== Text provided ==

Christian
Christian

Reputation: 904

Kotlin and realm: How to only insert nested RealmObjects when they do not exist?

I work with kotlin and the following dependencies:

id("io.realm.kotlin") version "1.7.0"

implementation("org.jetbrains.kotlinx:kotlinx-coroutines-core:1.6.4")
implementation("io.realm.kotlin:library-base:1.7.0")

General usecase:

I download multiple csv files, convert them to RealmObjects and then I try to save the list of RealmObjects. Of course, in this case it is possible that RealmObjects with the same PrimaryKey are saved multiple times: e.g. QuantityRealmObject is used in several RealmObjects within the parent (or root) object. I thought the UpdatePolicy.Modified which does not exist for Kotlin (?) would do exactly that.

As Jay described, Upserting is probably the way to go in this case, however I am not sure if

I try to save data RealmDB which works but I do have nested RealmObjects with @PrimaryKeys. Currently my code only works with setting the UpdatePolicy to ALL which probably leads to a lot of unnecessary updates (and possibly a bigger filesize?) but less actual data in the db than when working with EmbeddedRealmObjects.

EDIT:

My problem is that my Example objects have references to other RealmObjects with PrimaryKeys (e.g. QuantityRealmObject) or references to other RealmObjects which have also references to QuantityRealmObjects. With UpdatePolicy.ALL if have the luxury that I can just call copyToRealm(exampleObject) and all references are saved correctly. If there is a duplicate primary key for a "nested" quantity object reference, it just updates it with the same values, but the references are still ok. If I want to upsert like you suggest, which of course works, I would have to check lots of "nested" realm object references for each copyToRealm(exampleObject) call:

val exampleObject

//query if exampleObject.field1.quantityRealmObject already exists, if not create it, if yes set this field to the already managed instance
//query if exampleObject.quantityRealmObject already exists, if not create it, if yes set this field to the already managed instance
//query if exampleObject.field2.field3.quantityRealmObject already exists, if not create it, if yes set this field to the already managed instance

// ... do that for lots of references

realm.copyToRealm(exampleObject)

===

**Requests**:
**a)** In the Kotlin and Realm post, to which setting must the UpdatePolicy be set for the code to work?
**b)** Copy the Kotlin and Realm post word for word from "I work with" up to and including "do exactly that.".

== Recorded information ==

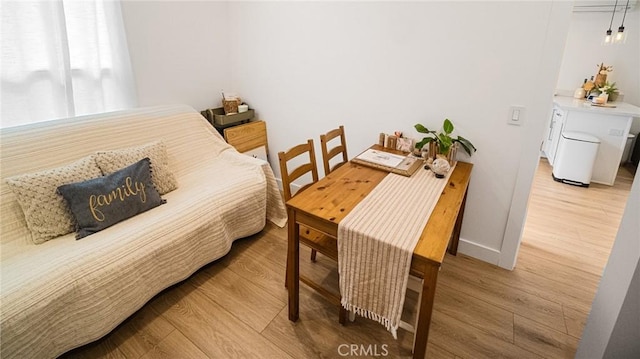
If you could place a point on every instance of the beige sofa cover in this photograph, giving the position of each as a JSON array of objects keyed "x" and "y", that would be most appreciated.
[{"x": 65, "y": 293}]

===

**Set of answers**:
**a)** ALL

**b)**
I work with kotlin and the following dependencies:

id("io.realm.kotlin") version "1.7.0"

implementation("org.jetbrains.kotlinx:kotlinx-coroutines-core:1.6.4")
implementation("io.realm.kotlin:library-base:1.7.0")

General usecase:

I download multiple csv files, convert them to RealmObjects and then I try to save the list of RealmObjects. Of course, in this case it is possible that RealmObjects with the same PrimaryKey are saved multiple times: e.g. QuantityRealmObject is used in several RealmObjects within the parent (or root) object. I thought the UpdatePolicy.Modified which does not exist for Kotlin (?) would do exactly that.